▶ **Required work**
Beginning with the line that has "Expected: a point placed on each instance of the paper", reproduce each remaining line of the data exactly, down to and including the last.

▶ **Extracted information**

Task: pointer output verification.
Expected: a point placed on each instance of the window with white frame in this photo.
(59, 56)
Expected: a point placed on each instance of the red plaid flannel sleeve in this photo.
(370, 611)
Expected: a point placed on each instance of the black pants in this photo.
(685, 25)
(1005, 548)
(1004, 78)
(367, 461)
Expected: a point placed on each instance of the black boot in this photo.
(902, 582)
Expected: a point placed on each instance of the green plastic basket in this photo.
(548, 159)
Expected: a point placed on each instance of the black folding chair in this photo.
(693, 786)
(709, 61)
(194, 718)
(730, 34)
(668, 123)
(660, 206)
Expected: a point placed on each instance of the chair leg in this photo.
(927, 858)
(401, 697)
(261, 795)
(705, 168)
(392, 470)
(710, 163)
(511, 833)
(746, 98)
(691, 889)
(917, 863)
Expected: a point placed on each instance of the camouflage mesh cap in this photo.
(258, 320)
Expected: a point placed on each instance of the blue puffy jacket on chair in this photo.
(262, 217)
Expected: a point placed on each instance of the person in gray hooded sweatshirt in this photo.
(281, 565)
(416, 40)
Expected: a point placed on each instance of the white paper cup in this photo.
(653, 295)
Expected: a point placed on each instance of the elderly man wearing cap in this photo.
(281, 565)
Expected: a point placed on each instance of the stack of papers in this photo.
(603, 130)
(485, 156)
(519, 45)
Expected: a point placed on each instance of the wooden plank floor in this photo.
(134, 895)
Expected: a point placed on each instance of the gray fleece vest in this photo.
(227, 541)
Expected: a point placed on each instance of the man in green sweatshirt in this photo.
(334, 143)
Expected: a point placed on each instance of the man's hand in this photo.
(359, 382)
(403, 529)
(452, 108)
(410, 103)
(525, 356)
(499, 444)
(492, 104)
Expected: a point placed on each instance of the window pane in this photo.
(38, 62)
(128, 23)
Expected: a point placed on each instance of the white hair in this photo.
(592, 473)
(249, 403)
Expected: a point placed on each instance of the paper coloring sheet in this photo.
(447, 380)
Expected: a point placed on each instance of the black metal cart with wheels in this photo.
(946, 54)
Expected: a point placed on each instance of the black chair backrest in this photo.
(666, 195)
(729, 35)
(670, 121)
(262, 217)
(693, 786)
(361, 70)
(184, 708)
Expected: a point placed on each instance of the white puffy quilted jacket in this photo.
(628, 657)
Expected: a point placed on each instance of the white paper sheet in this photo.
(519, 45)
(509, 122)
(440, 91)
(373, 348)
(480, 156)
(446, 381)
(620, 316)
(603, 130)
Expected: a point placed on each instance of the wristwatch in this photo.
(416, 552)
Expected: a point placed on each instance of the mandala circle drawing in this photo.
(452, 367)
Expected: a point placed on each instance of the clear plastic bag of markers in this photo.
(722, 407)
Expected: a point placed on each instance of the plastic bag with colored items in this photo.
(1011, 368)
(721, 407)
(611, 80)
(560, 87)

▶ **Solution to the exercise**
Expected: a point placed on each instance of the paper coloring sheet in this photo.
(447, 380)
Expected: a point placed on each instance of the black metal cart with wheels in this photo.
(946, 54)
Expected: a point placed on each instance of the black chair backrest in this photo.
(666, 195)
(729, 35)
(670, 121)
(262, 217)
(693, 786)
(361, 70)
(184, 708)
Expected: a point placed on each instance of the white puffy quilted jacket in this photo.
(628, 657)
Expected: a point placed on each instance of the white paper sheet in this photo.
(519, 45)
(509, 122)
(440, 91)
(373, 348)
(480, 156)
(446, 381)
(620, 316)
(603, 130)
Expected: a point placed on each instance of the wristwatch in this photo.
(416, 552)
Expected: a point placed on each instance of the mandala circle drawing in this photo.
(452, 367)
Expected: a point placed on each instance of the clear plastic bag of markers in this photo.
(722, 407)
Expected: a point placed on each instance of the plastic bag with colored items in this photo.
(1011, 368)
(721, 407)
(611, 80)
(560, 87)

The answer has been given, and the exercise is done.